Impenetrability is defined as the property that no two objects can occupy the same place at the same time, a definition which can be attested by innumerable sources. If a class of objects have this property, they then are impenetrable. This is the traditional definition of Impenetrability, which has been considered a property of matter since the time of Plato. Now, given the apparatus of modern physics I will defend the proposition that the definition before given is an adequate conception of Impenetrability according to modern physics, as long as objects are properly defined. I will defend it first from the classical paradigm (of both Newtonian Mechanics and the two Relativity theories), and then I will move on to the vastly more intriguing and complex case of quantum mechanics.
For classical theories, it is really quite simple. No matter whether you discuss Newtonian mechanics or General Relativity, it is taken to be axiomatic that a particular point in space-time can only be occupied by one 'packet,' or infinitesimal of matter. This means that the set of positions in space time occupied by a piece of matter cannot overlap with the set of positions of a different piece of matter. Hence, not only does the traditional definition of impenetrability make sense in classical theories, matter obeys the principle of impenetrability according to which ever theory you chose. However, there is one complication. Since different parts of an object move at different speeds, the set of positions of a piece of matter at a particular time is hard to define, since we have to decide which reference frame we are using. However, whichever reference frame we use, the property of impenetrability will hold; it is a generally covariant principle.
•••••
Study questions:
**a)** Reproduce a portion of the passage on impenetrability verbatim: begin at the words "Impenetrability is defined" and stop after the words "of quantum mechanics.".
**b)** According to the passage on impenetrability, since the time of which philosopher has impenetrability been considered a property of matter?
**c)** Continue the passage on impenetrability from the point at which it stops, keeping its formal argumentative style.
The lines that come next are separate material, unconnected to the passage on impenetrability.

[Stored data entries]
•••••
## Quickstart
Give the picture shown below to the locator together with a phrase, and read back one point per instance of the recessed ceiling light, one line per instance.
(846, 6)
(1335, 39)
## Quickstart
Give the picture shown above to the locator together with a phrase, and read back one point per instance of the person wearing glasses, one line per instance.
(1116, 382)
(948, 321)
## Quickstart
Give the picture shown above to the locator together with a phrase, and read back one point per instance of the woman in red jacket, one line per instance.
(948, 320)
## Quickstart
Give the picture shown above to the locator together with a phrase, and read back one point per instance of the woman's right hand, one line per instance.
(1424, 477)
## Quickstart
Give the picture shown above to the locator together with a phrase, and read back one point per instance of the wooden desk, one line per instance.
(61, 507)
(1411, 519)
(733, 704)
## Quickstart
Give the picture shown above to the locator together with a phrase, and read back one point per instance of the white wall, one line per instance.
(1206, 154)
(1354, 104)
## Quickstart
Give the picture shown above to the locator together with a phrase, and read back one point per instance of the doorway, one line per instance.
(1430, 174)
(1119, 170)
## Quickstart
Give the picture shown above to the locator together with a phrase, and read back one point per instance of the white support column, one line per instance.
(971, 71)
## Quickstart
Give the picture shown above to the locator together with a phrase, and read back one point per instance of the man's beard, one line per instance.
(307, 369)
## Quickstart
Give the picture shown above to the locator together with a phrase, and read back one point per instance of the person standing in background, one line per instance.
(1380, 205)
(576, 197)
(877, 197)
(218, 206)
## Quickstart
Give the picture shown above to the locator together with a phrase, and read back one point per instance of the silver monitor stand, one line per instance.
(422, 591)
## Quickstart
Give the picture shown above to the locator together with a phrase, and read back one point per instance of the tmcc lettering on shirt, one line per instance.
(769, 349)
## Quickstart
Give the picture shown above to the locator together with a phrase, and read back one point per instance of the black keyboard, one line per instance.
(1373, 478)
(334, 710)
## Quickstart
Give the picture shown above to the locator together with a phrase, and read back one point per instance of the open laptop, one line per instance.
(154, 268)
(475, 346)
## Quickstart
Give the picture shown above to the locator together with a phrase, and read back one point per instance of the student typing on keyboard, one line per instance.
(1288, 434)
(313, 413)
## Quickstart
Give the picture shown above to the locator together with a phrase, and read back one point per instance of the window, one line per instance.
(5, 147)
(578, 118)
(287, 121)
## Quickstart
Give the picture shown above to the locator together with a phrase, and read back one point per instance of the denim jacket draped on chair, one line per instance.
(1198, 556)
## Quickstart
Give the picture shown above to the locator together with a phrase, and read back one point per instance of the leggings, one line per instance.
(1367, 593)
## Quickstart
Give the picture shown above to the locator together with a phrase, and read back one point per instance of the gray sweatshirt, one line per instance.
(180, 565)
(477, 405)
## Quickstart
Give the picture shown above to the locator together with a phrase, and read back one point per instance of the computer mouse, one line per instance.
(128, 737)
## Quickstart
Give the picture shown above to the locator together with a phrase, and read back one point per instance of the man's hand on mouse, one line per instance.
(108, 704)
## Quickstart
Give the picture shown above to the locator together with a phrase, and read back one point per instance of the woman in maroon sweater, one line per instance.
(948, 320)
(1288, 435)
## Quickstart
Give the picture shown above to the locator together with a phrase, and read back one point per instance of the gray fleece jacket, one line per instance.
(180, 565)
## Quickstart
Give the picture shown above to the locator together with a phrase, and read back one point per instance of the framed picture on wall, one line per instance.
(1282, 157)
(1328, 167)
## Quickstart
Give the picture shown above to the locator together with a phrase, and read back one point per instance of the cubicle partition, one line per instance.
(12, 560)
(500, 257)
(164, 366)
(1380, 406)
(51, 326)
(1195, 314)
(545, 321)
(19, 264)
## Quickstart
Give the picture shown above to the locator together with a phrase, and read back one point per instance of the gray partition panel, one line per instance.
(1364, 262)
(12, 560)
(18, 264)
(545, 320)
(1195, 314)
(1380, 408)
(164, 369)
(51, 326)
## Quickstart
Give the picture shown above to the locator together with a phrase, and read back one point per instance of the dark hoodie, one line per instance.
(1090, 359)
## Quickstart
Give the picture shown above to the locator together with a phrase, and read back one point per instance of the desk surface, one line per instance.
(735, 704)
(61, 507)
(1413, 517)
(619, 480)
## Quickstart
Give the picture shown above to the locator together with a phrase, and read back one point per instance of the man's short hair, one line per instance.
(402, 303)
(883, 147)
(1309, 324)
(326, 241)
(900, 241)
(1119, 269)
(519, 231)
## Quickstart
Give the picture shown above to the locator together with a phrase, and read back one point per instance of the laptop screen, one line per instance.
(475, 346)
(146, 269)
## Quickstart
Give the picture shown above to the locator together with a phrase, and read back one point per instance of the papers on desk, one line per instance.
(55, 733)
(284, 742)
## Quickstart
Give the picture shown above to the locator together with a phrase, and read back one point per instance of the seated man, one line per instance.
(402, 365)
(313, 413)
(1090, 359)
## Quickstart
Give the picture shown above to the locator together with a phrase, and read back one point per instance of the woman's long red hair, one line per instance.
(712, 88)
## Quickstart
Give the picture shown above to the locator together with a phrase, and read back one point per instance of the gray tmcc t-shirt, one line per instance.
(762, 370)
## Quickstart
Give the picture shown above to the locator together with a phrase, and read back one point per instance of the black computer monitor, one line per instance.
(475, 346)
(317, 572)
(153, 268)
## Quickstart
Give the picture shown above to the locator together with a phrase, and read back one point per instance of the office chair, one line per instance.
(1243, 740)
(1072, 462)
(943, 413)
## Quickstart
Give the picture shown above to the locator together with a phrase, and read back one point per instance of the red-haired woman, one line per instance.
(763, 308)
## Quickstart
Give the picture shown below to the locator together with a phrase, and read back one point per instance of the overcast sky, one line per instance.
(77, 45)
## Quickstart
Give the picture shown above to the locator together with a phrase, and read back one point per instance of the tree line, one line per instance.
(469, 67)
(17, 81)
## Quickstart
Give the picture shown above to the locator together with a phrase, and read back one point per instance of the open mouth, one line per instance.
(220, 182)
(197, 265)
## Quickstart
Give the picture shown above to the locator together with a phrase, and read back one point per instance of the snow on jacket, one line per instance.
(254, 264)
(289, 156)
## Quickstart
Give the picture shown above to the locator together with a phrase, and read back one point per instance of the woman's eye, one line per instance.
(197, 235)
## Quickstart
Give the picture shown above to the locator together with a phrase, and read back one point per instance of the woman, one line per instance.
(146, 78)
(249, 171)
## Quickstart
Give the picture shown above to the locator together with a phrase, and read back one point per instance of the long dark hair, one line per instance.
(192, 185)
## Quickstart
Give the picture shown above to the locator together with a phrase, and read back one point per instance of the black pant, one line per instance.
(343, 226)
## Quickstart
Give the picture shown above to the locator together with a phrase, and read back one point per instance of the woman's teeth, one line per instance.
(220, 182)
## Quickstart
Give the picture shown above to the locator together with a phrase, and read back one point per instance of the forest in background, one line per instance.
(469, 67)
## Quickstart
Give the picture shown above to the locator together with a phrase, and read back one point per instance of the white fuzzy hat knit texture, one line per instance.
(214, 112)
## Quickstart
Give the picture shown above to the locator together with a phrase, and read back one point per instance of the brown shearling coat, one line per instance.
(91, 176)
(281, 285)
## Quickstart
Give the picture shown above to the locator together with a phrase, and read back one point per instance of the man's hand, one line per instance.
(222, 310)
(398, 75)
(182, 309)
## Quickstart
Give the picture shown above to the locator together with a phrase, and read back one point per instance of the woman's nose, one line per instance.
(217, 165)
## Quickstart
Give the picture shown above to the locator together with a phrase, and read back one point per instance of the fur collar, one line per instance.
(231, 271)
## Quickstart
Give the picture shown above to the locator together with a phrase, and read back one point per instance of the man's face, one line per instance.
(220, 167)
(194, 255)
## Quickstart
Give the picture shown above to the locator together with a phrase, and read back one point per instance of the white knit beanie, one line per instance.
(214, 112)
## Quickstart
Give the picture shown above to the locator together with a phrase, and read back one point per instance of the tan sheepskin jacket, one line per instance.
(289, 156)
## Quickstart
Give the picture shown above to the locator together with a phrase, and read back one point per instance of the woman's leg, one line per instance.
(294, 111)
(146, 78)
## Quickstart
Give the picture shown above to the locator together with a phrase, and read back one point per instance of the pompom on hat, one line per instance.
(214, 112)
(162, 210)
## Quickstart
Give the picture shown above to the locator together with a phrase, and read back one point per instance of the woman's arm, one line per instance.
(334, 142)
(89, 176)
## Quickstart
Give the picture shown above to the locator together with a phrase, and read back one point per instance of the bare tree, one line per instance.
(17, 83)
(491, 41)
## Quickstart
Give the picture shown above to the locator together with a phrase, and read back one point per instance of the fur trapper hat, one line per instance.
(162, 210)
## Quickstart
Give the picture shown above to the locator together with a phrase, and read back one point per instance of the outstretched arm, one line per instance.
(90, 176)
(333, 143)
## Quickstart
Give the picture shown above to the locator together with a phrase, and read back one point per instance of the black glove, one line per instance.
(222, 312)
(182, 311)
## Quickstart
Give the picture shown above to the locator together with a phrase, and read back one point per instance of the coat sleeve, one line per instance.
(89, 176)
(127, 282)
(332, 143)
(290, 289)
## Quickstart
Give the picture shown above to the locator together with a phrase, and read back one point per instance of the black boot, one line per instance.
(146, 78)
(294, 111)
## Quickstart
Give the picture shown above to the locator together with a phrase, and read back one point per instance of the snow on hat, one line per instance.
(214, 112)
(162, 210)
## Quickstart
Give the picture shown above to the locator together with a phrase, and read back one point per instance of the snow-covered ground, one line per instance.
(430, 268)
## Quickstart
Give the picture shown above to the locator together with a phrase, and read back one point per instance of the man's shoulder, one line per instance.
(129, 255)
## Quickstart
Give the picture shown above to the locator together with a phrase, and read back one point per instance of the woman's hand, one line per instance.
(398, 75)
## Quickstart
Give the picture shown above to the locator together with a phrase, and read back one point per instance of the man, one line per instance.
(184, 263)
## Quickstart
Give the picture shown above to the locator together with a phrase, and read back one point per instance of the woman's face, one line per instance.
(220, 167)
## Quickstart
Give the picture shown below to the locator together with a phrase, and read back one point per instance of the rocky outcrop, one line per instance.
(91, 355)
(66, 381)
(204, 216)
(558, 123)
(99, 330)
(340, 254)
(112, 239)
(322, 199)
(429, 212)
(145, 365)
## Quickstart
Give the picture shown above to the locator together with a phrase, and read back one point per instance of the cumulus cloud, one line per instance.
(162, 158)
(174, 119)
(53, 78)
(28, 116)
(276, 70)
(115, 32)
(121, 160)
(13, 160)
•••••
Solved problems:
**a)**
Impenetrability is defined as the property that no two objects can occupy the same place at the same time, a definition which can be attested by innumerable sources. If a class of objects have this property, they then are impenetrable. This is the traditional definition of Impenetrability, which has been considered a property of matter since the time of Plato. Now, given the apparatus of modern physics I will defend the proposition that the definition before given is an adequate conception of Impenetrability according to modern physics, as long as objects are properly defined. I will defend it first from the classical paradigm (of both Newtonian Mechanics and the two Relativity theories), and then I will move on to the vastly more intriguing and complex case of quantum mechanics.

**b)** Plato

**c)**
For Quantum Mechanics, things get vastly more interesting. Impenetrability is not in the least bit axiomatic in Quantum Mechanics and in Quantum Field Theory, and needs careful examination as well as the application of certain principles as well as a definition of matter for impenetrability to hold. This can be considered a consequence of the strangeness of Quantum Mechanics. Now in Quantum Mechanics, there is a principle called the Pauli Exclusion Principle, which you have stated; while this principle is necessary for establishing impenetrability it isn't sufficient (the uncertainty principle is also necessary). The technical formulation of this principle is as follows: the total wave function for two identical fermions is antisymmetric with respect to exchange of the particles. Before we decode this formulation, it is important to note that there are certain bosons with mass such as the W and Z bosons, which by virtue of obeying Bose-Einstein statistics violate the Pauli exclusion principle. These particles, which mediate the weak force, do not in fact display the properties of impenetrability; hence objects with mass (matter) do not necessarily have the property impenetrability. Back to the Pauli exclusion principle, its technical formulation implies the following informal one: no two identical fermions can occupy the same quantum state. This property has been used in conjunction with the uncertainty principle to show that ordinary bulk matter is solid and occupies volume; solidity of course implies impenetrability as the British philosopher John Locke observed. This idea was first suggested by the great Quantum physicist Paul Ehrenfest, here is a nice explanation why from Lubos Motl from physics stack exchange.
In summary, the property of Impenetrability as defined traditionally is adequate, with the additional caveat that according to the non-classical Quantum Mechanics this property belongs solely to ordinary matter and to a lesser extent to fermionic matter; there are exotic matter particles such as the W and Z bosons which don't display the property of Impenetrability.